Raw data:
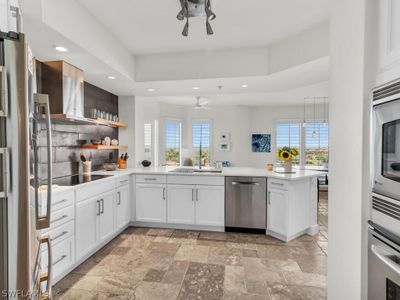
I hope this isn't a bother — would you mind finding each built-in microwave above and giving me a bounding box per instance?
[373,80,400,204]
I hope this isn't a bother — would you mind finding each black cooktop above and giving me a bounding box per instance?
[53,175,113,186]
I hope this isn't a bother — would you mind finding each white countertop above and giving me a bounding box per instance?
[93,167,321,180]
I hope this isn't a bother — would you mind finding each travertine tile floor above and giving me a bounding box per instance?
[53,193,328,300]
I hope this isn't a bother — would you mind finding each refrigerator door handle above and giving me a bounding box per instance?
[0,148,10,198]
[39,235,53,300]
[0,66,8,117]
[34,94,53,229]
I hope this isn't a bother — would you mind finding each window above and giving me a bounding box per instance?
[192,121,211,166]
[305,122,329,166]
[276,121,301,164]
[165,120,182,166]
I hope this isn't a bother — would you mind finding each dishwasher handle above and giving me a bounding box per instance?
[232,181,260,186]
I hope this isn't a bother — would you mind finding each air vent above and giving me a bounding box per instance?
[373,81,400,101]
[372,197,400,221]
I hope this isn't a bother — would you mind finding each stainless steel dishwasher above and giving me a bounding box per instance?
[225,177,267,233]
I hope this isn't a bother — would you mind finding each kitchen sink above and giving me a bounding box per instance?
[169,168,222,174]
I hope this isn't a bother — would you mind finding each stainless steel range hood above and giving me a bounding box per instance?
[41,61,86,122]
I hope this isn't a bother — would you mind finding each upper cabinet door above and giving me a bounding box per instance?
[136,183,167,223]
[167,185,195,224]
[99,191,115,242]
[115,185,130,230]
[378,0,400,81]
[195,185,225,226]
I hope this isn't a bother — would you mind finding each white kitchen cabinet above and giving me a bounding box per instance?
[98,191,114,242]
[267,178,318,241]
[136,183,167,223]
[75,197,100,260]
[167,185,196,224]
[377,0,400,84]
[267,188,289,235]
[195,185,225,226]
[115,185,130,230]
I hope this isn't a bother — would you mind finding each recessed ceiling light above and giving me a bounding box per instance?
[54,46,68,52]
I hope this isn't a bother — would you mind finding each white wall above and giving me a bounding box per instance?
[328,0,369,300]
[135,97,329,168]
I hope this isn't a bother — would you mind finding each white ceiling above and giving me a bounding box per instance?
[77,0,329,55]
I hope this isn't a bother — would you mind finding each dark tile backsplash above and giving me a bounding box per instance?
[39,124,118,178]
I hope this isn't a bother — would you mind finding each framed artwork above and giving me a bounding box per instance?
[251,134,271,152]
[219,132,231,142]
[218,142,231,152]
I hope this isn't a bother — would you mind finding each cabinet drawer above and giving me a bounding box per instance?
[117,176,131,187]
[76,179,115,202]
[136,175,167,183]
[268,179,289,191]
[44,206,75,232]
[42,237,75,280]
[168,175,225,186]
[47,220,75,245]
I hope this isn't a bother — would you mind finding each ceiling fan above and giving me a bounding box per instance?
[194,96,211,110]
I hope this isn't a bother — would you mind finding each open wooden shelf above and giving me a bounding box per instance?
[82,144,128,150]
[88,118,128,127]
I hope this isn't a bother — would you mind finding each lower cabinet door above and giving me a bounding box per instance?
[167,185,195,224]
[115,185,130,230]
[195,185,225,226]
[267,189,289,235]
[75,198,100,260]
[99,191,115,243]
[42,236,75,284]
[136,183,167,223]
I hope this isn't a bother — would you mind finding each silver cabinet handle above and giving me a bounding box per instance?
[100,199,104,214]
[96,200,101,216]
[232,181,260,185]
[50,215,68,224]
[0,66,8,117]
[53,199,68,206]
[34,94,53,229]
[39,235,53,299]
[0,148,10,198]
[371,245,400,276]
[53,254,68,267]
[50,231,68,242]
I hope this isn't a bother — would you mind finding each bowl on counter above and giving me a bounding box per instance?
[90,139,101,146]
[103,163,118,171]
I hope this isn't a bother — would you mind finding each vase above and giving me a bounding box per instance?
[284,159,292,173]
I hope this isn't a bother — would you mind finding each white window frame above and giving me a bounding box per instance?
[190,119,214,164]
[162,117,184,166]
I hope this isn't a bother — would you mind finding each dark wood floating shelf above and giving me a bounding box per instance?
[82,144,128,150]
[91,118,128,127]
[48,114,128,127]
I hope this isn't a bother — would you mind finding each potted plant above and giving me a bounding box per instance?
[277,147,300,173]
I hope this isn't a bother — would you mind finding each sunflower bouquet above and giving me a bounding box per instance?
[277,147,300,161]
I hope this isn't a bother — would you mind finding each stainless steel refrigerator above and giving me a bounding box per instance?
[0,32,52,299]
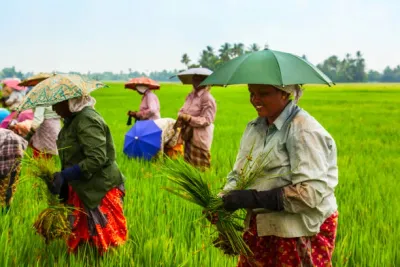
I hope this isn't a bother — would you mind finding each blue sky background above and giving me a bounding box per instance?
[0,0,400,72]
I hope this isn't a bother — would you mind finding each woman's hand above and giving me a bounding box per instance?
[47,172,64,195]
[178,113,192,124]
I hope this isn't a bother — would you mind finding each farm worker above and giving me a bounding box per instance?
[154,118,183,158]
[50,96,127,253]
[0,79,33,129]
[0,128,28,213]
[14,107,61,158]
[217,84,338,266]
[128,85,160,120]
[177,75,217,169]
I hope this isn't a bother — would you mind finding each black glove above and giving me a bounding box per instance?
[49,172,64,195]
[222,188,283,212]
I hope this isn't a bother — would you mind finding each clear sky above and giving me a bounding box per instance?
[0,0,400,72]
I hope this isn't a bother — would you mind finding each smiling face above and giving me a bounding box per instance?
[249,84,289,124]
[192,75,207,90]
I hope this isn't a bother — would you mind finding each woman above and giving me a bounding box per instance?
[128,85,160,120]
[0,128,27,213]
[222,84,338,266]
[178,75,217,168]
[154,118,183,158]
[0,79,33,129]
[14,107,61,158]
[50,96,127,253]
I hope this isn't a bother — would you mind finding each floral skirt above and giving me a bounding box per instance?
[238,211,338,267]
[67,186,128,254]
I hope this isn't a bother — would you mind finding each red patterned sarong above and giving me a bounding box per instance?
[238,211,338,267]
[67,186,128,254]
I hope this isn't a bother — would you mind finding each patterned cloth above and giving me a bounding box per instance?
[164,144,183,159]
[18,74,106,110]
[178,89,217,150]
[184,142,211,169]
[31,119,61,155]
[224,101,338,238]
[238,211,338,267]
[0,129,27,208]
[154,118,180,153]
[0,129,28,179]
[67,185,128,254]
[0,109,34,129]
[136,90,161,120]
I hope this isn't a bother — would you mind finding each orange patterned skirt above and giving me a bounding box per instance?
[67,186,128,254]
[238,211,338,267]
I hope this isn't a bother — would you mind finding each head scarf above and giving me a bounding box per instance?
[5,90,25,111]
[273,84,303,104]
[68,96,96,113]
[136,85,149,94]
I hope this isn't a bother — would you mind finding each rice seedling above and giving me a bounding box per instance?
[24,156,73,244]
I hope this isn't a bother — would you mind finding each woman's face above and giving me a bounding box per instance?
[249,84,289,120]
[192,75,207,90]
[52,100,72,119]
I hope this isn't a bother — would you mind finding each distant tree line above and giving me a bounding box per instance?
[0,67,179,81]
[181,43,400,82]
[0,43,400,82]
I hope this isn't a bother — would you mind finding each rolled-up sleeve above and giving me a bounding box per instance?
[284,130,336,213]
[136,94,160,120]
[190,97,217,128]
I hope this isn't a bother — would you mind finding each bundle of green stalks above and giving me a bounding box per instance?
[164,149,269,256]
[164,159,251,255]
[24,157,71,244]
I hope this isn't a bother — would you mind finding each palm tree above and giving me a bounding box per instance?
[181,53,191,68]
[249,43,260,52]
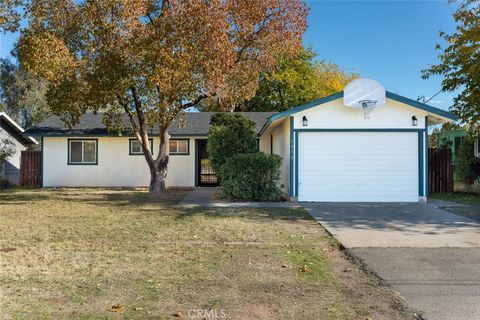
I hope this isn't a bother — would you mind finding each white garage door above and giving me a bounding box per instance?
[298,132,419,202]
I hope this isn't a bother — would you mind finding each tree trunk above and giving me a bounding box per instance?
[144,126,170,193]
[148,165,167,193]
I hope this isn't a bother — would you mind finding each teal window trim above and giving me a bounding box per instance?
[288,117,295,196]
[40,137,45,188]
[424,116,430,197]
[294,132,299,197]
[418,130,424,196]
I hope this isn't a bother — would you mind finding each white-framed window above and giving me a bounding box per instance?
[169,139,190,155]
[68,139,98,165]
[128,139,153,156]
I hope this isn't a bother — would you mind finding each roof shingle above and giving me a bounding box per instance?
[27,112,274,137]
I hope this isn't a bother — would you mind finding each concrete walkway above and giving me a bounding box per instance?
[303,202,480,320]
[178,188,302,209]
[303,202,480,248]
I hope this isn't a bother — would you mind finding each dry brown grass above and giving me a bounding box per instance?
[0,189,408,319]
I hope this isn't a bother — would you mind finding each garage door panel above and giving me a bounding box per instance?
[298,132,418,202]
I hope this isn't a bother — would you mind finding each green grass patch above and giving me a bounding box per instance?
[0,189,412,319]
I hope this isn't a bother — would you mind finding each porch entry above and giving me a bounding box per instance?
[195,140,218,187]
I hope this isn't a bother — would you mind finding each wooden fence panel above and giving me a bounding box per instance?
[20,151,42,187]
[428,148,453,192]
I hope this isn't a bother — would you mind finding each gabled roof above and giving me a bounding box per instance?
[0,112,37,146]
[27,112,273,136]
[260,91,458,134]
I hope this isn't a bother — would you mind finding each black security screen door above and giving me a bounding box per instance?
[197,140,218,187]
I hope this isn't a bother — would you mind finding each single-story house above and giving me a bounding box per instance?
[0,112,37,183]
[28,80,456,202]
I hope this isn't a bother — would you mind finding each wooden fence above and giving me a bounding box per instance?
[428,148,453,192]
[20,151,42,187]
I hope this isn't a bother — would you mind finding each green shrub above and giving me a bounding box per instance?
[221,152,282,201]
[207,113,258,174]
[455,139,480,186]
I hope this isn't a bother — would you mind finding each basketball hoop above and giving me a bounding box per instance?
[358,100,377,119]
[343,79,386,119]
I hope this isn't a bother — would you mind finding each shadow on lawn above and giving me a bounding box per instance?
[0,188,189,206]
[0,188,313,222]
[172,207,314,221]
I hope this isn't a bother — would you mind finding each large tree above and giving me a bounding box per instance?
[0,58,49,128]
[423,0,480,128]
[240,49,358,111]
[8,0,308,192]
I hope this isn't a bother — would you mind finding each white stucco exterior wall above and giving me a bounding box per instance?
[43,137,201,187]
[0,128,26,183]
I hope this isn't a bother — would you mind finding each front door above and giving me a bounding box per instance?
[197,140,218,187]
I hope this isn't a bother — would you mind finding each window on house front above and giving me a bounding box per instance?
[129,139,153,155]
[169,140,189,154]
[68,139,97,164]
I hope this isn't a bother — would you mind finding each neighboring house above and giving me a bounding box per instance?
[0,112,37,183]
[28,80,456,202]
[437,129,480,164]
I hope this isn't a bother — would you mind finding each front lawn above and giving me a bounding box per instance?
[0,189,411,320]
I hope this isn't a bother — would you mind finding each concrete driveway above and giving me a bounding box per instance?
[302,202,480,319]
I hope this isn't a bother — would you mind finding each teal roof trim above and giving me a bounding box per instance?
[258,91,343,136]
[258,91,458,136]
[386,91,458,121]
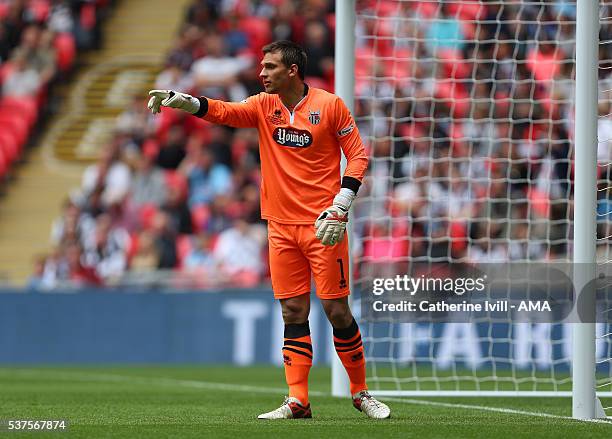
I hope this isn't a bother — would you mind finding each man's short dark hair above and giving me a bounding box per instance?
[262,40,307,81]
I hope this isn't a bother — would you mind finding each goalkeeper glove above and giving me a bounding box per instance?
[147,90,200,114]
[315,188,356,245]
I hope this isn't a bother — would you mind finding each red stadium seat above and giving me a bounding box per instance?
[0,145,10,178]
[0,109,30,148]
[54,32,76,72]
[176,235,193,268]
[165,169,189,197]
[0,96,38,127]
[28,0,51,23]
[191,204,210,233]
[0,130,19,165]
[239,17,272,53]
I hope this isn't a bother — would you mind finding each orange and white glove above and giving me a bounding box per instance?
[147,90,200,114]
[315,188,356,245]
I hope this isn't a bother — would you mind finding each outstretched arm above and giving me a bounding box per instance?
[148,90,257,128]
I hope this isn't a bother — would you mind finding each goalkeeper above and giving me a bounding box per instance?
[149,41,390,419]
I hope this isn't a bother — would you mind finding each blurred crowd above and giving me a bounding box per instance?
[26,0,612,287]
[0,0,107,181]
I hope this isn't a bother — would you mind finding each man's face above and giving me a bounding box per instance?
[259,52,297,93]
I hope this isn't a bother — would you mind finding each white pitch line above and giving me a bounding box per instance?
[0,368,612,425]
[385,398,612,425]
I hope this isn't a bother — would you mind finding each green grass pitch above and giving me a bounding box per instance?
[0,366,612,439]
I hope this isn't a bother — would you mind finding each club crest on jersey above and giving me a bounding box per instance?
[308,110,321,125]
[272,127,312,148]
[267,108,287,125]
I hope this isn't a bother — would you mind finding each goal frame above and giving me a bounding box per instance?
[331,0,612,419]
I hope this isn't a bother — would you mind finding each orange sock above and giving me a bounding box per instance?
[283,322,312,406]
[334,319,368,395]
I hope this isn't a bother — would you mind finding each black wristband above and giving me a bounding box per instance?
[193,96,208,117]
[341,176,361,195]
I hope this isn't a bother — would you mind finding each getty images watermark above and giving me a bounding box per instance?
[361,263,612,322]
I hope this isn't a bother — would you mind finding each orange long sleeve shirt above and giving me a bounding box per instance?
[202,88,368,224]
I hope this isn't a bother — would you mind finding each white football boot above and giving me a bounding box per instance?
[257,396,312,419]
[353,390,391,419]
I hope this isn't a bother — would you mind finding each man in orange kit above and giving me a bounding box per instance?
[149,41,390,419]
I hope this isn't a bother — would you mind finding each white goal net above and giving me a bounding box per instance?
[353,0,612,405]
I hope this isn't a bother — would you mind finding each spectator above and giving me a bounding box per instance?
[130,230,160,273]
[129,148,168,209]
[304,21,334,78]
[2,53,42,98]
[157,125,187,169]
[64,242,102,287]
[162,184,193,235]
[213,218,264,287]
[151,212,178,269]
[183,232,217,277]
[81,141,131,208]
[83,214,129,283]
[191,33,253,101]
[51,199,96,247]
[181,144,232,207]
[12,25,56,84]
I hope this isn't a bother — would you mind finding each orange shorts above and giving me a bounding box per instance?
[268,221,350,299]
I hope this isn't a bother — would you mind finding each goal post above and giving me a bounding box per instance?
[332,0,612,418]
[572,0,599,419]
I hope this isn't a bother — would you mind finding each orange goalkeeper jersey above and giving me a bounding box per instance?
[203,87,368,224]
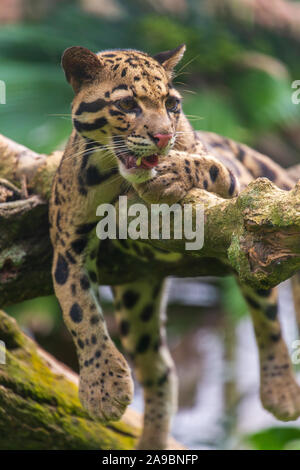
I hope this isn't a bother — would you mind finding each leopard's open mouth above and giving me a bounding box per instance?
[118,153,158,170]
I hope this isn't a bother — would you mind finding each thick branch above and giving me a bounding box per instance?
[0,134,300,305]
[0,311,183,450]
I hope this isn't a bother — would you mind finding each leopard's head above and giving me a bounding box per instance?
[62,45,185,182]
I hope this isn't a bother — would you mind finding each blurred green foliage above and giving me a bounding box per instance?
[0,0,300,152]
[244,427,300,450]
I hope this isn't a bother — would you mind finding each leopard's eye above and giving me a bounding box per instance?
[166,96,180,112]
[117,97,140,113]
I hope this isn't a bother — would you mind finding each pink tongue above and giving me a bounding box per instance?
[141,155,158,168]
[126,155,136,170]
[126,155,158,170]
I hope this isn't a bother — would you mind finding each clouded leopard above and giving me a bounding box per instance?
[50,45,300,449]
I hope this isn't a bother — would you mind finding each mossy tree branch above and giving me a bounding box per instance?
[0,137,300,305]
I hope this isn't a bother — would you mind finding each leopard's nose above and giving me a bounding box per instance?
[153,134,173,149]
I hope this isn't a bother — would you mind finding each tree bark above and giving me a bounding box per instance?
[0,137,300,306]
[0,310,184,450]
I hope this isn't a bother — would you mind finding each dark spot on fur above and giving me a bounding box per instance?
[141,304,154,322]
[71,238,87,255]
[123,290,140,308]
[120,320,130,336]
[54,255,69,285]
[209,165,219,183]
[70,302,83,323]
[80,275,90,290]
[90,315,100,325]
[136,334,150,354]
[265,305,277,320]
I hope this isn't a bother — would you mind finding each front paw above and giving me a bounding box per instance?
[79,350,133,421]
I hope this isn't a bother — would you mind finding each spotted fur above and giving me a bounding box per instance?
[50,46,300,449]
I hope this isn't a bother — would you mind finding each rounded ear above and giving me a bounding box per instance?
[61,46,101,93]
[154,44,186,74]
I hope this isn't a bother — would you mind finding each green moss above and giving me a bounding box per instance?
[0,311,138,450]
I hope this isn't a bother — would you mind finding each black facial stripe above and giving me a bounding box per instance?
[109,109,125,116]
[111,83,128,93]
[75,98,110,116]
[73,117,107,132]
[228,170,235,196]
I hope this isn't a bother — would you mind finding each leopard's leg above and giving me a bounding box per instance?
[53,238,133,421]
[134,150,240,204]
[241,284,300,421]
[114,278,177,449]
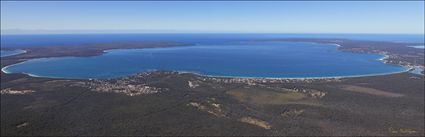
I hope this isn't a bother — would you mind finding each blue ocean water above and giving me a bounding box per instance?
[3,42,405,79]
[410,45,425,49]
[0,49,26,57]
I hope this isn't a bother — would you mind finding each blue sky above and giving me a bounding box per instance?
[1,1,425,34]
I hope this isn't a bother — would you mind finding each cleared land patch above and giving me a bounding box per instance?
[227,88,306,104]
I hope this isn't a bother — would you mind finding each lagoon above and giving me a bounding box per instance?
[3,42,406,79]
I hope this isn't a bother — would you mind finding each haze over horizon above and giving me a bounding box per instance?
[1,1,425,34]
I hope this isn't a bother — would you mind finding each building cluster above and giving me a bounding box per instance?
[85,80,168,96]
[201,77,341,85]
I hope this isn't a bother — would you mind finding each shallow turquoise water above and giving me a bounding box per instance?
[4,42,405,79]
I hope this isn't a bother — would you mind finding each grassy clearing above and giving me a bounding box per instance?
[227,88,305,104]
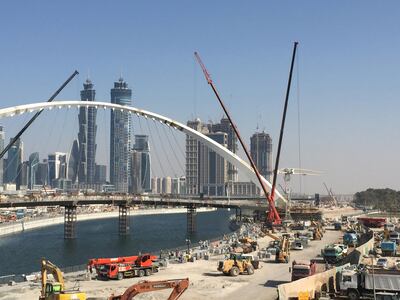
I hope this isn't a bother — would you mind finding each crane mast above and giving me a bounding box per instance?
[194,52,281,223]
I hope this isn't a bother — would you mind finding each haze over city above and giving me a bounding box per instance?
[0,1,400,193]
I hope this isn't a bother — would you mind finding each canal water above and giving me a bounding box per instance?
[0,209,232,276]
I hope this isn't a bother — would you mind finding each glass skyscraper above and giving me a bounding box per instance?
[110,77,133,193]
[131,135,151,193]
[78,79,97,184]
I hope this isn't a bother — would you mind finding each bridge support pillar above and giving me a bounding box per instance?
[186,204,197,236]
[235,207,242,222]
[64,205,76,239]
[118,204,129,235]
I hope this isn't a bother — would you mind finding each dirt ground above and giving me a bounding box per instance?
[0,208,355,300]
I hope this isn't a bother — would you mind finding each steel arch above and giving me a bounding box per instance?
[0,100,286,202]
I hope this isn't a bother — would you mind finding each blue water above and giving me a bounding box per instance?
[0,210,232,276]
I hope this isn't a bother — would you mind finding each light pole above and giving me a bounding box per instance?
[370,255,376,300]
[186,239,190,254]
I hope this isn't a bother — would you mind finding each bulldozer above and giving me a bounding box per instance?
[39,258,86,300]
[218,253,254,276]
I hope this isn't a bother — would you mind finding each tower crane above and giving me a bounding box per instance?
[323,182,338,205]
[278,168,322,219]
[194,42,298,225]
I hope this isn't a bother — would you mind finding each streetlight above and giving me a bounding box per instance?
[370,255,376,300]
[186,239,190,254]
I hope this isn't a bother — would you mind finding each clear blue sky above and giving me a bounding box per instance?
[0,0,400,193]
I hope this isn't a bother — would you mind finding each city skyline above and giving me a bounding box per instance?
[0,0,400,193]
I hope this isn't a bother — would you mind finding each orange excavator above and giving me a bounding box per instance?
[108,278,189,300]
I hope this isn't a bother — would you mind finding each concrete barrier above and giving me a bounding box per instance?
[278,231,374,300]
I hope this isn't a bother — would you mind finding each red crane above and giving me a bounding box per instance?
[194,52,281,224]
[194,42,298,224]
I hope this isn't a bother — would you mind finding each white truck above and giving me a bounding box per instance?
[339,269,400,300]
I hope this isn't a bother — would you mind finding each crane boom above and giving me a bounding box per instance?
[194,52,281,223]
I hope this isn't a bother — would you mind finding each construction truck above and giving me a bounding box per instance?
[343,231,359,247]
[39,259,86,300]
[381,241,397,256]
[87,255,139,273]
[96,254,158,280]
[311,221,324,240]
[275,235,290,263]
[290,260,317,281]
[322,244,348,264]
[108,278,189,300]
[218,253,254,276]
[339,268,400,300]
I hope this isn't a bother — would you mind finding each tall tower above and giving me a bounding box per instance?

Exercise instructions: Update the records from the line with "each dark spot" up to and including the line with "[0,311,138,450]" by replacing "front paw" with "forepaw", and write out only those lines with everything else unchanged.

Completed exercise:
I hope this isn't a bother — would you mind finding each dark spot on fur above and giving me a bounding box per instance?
[141,304,154,322]
[71,238,87,255]
[123,290,140,308]
[120,320,130,336]
[54,255,69,285]
[209,165,219,183]
[70,302,83,323]
[80,275,90,290]
[90,315,100,325]
[136,334,150,354]
[265,305,277,320]
I hope this isn't a bother — would you mind finding each forepaw above and giving me a bounding box per instance?
[79,350,133,421]
I hope this isn't a bother — would you mind finding each spotted fur above and giving me a bounding box per instance?
[50,46,300,449]
I hope this isn't a bother — would you mind finding each rounded ear above and giving me a bounding box per instance?
[61,46,101,93]
[154,44,186,74]
I hope this isn't a bother — would you mind finding each green moss above and giving me a bounding box per instance?
[0,311,138,450]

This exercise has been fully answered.